Data entries:
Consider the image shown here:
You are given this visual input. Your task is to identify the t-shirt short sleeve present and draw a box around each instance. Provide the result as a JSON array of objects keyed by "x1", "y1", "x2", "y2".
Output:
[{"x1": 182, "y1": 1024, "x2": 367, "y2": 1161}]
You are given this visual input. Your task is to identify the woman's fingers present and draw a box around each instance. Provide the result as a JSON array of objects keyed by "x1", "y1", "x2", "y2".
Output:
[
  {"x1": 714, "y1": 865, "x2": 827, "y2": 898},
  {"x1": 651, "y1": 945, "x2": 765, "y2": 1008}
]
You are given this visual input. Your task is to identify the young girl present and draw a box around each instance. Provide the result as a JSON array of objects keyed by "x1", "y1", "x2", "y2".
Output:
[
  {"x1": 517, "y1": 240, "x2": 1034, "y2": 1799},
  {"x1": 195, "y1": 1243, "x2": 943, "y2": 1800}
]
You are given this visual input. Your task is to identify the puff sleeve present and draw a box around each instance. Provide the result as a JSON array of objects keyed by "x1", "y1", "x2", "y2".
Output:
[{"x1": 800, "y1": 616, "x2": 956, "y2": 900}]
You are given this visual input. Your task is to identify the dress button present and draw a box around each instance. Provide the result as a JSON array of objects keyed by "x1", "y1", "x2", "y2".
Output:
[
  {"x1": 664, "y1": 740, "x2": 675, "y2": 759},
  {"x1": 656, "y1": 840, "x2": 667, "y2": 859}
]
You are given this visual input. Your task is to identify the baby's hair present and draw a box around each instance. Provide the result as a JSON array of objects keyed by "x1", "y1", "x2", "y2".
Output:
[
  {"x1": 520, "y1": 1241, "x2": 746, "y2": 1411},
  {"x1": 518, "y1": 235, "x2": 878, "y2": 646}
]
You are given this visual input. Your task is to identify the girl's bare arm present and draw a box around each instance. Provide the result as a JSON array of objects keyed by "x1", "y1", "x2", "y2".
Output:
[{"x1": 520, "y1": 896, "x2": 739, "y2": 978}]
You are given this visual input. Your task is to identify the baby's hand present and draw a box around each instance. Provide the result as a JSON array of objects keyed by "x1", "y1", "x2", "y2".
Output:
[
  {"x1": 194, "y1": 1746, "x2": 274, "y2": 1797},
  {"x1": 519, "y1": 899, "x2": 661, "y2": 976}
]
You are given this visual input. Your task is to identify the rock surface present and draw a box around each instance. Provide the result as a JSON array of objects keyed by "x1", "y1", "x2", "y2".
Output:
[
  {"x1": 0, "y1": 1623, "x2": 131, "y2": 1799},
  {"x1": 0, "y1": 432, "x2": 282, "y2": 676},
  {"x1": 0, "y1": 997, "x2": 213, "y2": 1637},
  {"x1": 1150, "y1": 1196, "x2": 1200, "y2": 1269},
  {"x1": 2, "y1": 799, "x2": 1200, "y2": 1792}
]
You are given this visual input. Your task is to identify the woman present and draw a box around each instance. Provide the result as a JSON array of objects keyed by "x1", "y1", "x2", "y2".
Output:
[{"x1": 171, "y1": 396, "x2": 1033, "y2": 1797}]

» EXERCISE REQUIREMENTS
Copy every line above without altering a word.

» RESULT BELOW
Consider the image shown here:
You are given this visual input. Your task is to identify the t-shirt short sleeve present and draw a box around each instance. Provide the result as a JSON array of objects keyed by "x1", "y1", "x2", "y2".
Output:
[{"x1": 182, "y1": 1024, "x2": 367, "y2": 1161}]
You are given this visual input. Your task is to identify the woman's fingers present and draw a box around each instance. Provide the result as a JSON array of objects keyed by "x1", "y1", "x2", "y2".
Output:
[
  {"x1": 714, "y1": 865, "x2": 827, "y2": 898},
  {"x1": 651, "y1": 945, "x2": 765, "y2": 1008}
]
You are given this visual input. Your task is to identify the young girl present and draw a box around each instance. Provide the result as a JSON array of objects keyed by "x1", "y1", "x2", "y2".
Output:
[
  {"x1": 517, "y1": 240, "x2": 1034, "y2": 1799},
  {"x1": 195, "y1": 1243, "x2": 943, "y2": 1800}
]
You are given this visual input. Your task is to identify the puff sleeve present and draw a box around each instance. Provide the result as a JSON array of objects keyed by "x1", "y1", "x2", "y2".
Output:
[{"x1": 800, "y1": 616, "x2": 956, "y2": 900}]
You are given this visual input. Your task is to identify the dress button present and draw a box around each instance. Provide the result as a JSON array of objects keyed by "x1", "y1", "x2", "y2".
Output:
[
  {"x1": 664, "y1": 740, "x2": 675, "y2": 759},
  {"x1": 656, "y1": 840, "x2": 667, "y2": 859}
]
You are given this visual input. Your task is to identify the baby's hair present and draw a box around each instance. Provide the result as a JSON array of objects keyed by "x1", "y1", "x2", "y2".
Output:
[
  {"x1": 520, "y1": 1241, "x2": 746, "y2": 1411},
  {"x1": 518, "y1": 235, "x2": 878, "y2": 646}
]
You are given this visual input. Your task is to identify the girl's bare arm present and draw a box around each instance. Provide the result as a JSON array of objects keyed by "x1", "y1", "x2", "y2".
Output:
[{"x1": 520, "y1": 896, "x2": 739, "y2": 978}]
You are given this visual input. Your task is to identify the baby's hand present and draw a box around each instance. Provide the result as a JSON array of objects keyed by "x1", "y1", "x2", "y2".
Output:
[
  {"x1": 194, "y1": 1746, "x2": 274, "y2": 1797},
  {"x1": 519, "y1": 899, "x2": 661, "y2": 976}
]
You are given this visual input. Your task is to identify the rock surface present and draw a box around each instance. Provide the result as a JSON array of objects keyed by "x1", "y1", "x2", "y2".
Output:
[
  {"x1": 0, "y1": 1623, "x2": 131, "y2": 1799},
  {"x1": 0, "y1": 432, "x2": 282, "y2": 676},
  {"x1": 0, "y1": 997, "x2": 213, "y2": 1637},
  {"x1": 1150, "y1": 1196, "x2": 1200, "y2": 1269},
  {"x1": 2, "y1": 799, "x2": 1200, "y2": 1792}
]
You are given this visual input. Your task is to identify the woman present and draw a box around each instance. Provide the result as a JSON array of objects keyed by "x1", "y1", "x2", "y2".
Output:
[{"x1": 171, "y1": 396, "x2": 1033, "y2": 1797}]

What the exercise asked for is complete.